### TASK STATEMENT
Check each line of the listing for the word "instance" and report the ones that have it.
● ● ●
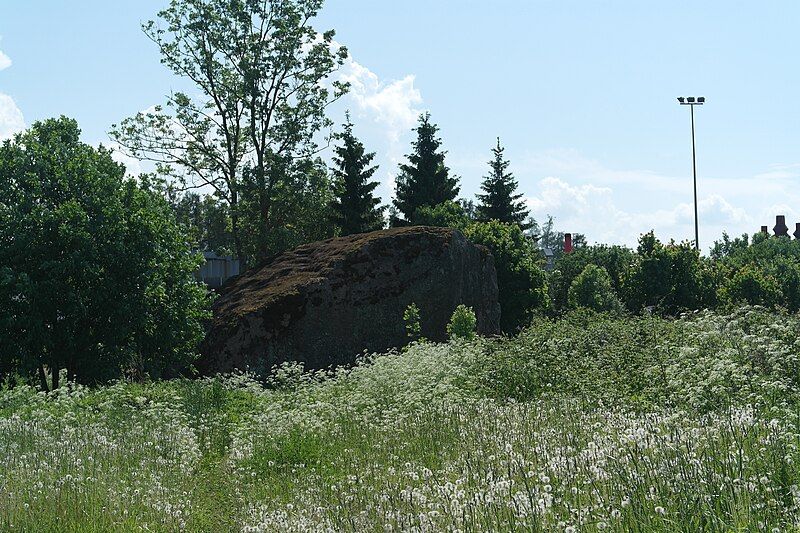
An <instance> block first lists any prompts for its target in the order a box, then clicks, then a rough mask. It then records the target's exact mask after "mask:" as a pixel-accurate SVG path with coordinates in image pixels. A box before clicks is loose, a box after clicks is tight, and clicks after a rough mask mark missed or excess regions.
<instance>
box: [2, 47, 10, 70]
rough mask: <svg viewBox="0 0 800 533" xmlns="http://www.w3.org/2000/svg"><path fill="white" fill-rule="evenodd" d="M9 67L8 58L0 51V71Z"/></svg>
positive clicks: (9, 59)
mask: <svg viewBox="0 0 800 533" xmlns="http://www.w3.org/2000/svg"><path fill="white" fill-rule="evenodd" d="M10 66H11V58H10V57H8V56H7V55H5V54H4V53H3V51H2V50H0V70H3V69H7V68H8V67H10Z"/></svg>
● ● ●
### ANSWER FOR THIS EXERCISE
An <instance> block first lists any prompts for its target in the order a box, then clicks, then a rough mask. It then records the target's exact mask after "mask:" as a pixel-accurate SVG path with coordinates in image pixels. A box before clicks is loose, a box after clicks is tight, and clicks after a rough mask mark missed or excess regions.
<instance>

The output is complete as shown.